TASK INPUTS:
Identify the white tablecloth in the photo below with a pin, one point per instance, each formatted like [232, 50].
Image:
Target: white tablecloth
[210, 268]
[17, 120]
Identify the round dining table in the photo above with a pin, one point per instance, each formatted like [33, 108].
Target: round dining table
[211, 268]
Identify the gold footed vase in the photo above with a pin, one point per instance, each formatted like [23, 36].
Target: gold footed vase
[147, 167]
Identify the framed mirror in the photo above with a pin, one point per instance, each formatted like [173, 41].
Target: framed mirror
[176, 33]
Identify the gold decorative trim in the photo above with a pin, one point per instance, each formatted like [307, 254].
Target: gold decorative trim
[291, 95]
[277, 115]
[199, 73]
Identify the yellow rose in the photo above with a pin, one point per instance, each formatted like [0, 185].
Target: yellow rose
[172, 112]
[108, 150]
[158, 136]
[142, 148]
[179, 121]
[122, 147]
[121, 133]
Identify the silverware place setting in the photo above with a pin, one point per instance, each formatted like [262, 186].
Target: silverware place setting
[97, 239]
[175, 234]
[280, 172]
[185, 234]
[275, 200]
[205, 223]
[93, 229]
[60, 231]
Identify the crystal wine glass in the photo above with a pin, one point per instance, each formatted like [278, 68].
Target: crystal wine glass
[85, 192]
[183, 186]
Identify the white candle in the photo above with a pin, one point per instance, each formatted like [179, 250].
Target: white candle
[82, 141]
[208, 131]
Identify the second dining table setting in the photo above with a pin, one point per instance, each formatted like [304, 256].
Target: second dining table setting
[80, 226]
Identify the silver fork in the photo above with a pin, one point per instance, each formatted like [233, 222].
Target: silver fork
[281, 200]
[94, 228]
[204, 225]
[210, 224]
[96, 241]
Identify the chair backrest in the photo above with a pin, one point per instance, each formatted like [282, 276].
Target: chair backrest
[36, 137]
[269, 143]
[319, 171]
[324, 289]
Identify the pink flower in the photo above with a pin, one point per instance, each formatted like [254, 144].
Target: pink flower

GOAL:
Write out the data again, exactly and in full.

ANSWER IN FULL:
Identify the white tablecloth in the photo below with a pin, one point per instance, each formatted like [232, 50].
Image:
Target: white tablecloth
[210, 268]
[17, 120]
Identify the round dining table in the photo above with a pin, one point per instance, each formatted like [33, 108].
Target: round dining table
[211, 268]
Identify the gold footed vase in the photo above with a pin, one point per instance, each formatted like [23, 36].
Target: gold footed vase
[147, 167]
Identify the framed mirror in the photo above with a pin, one point per instance, each formatted like [173, 41].
Target: framed mirror
[176, 33]
Identify the gold decorative trim in the photo above with a pin, one point per instance, each formatted like [307, 254].
Target: gold decorative trim
[291, 95]
[277, 115]
[199, 73]
Identify the yellow rose in the photo above with a pin, one point per instance, each formatted like [0, 185].
Target: yellow rose
[172, 112]
[108, 150]
[158, 136]
[142, 148]
[179, 121]
[122, 147]
[121, 133]
Identify the silverware place setting in the photo above with a pin, one point per instance, each formatted like [262, 186].
Target: silverware place setting
[97, 239]
[175, 234]
[280, 172]
[185, 234]
[275, 200]
[205, 223]
[93, 229]
[60, 231]
Identify the crystal wine glass in the photo above with a pin, one point per instance, each formatted like [278, 68].
Target: crystal wine glass
[85, 192]
[183, 186]
Identify the white candle in the photo above with a pin, one point per instance, each formatted like [179, 250].
Target: white candle
[82, 141]
[208, 131]
Identify the second dining table setting in the photo above with a pin, one point per instance, each formatted like [304, 256].
Target: second dining table setting
[80, 226]
Identify the silver fork in the photo above with a pin, one point per instance, each formatted like [233, 222].
Target: silver fork
[281, 200]
[94, 228]
[204, 225]
[210, 224]
[96, 241]
Identify the chair backrest in the photo above with a pin, one point per instance, each formatted like [282, 276].
Target: chair backrest
[36, 137]
[269, 143]
[319, 171]
[324, 289]
Identify the pink flower in the photo above with a pin, one point per instance, each formatted like [254, 144].
Target: pink flower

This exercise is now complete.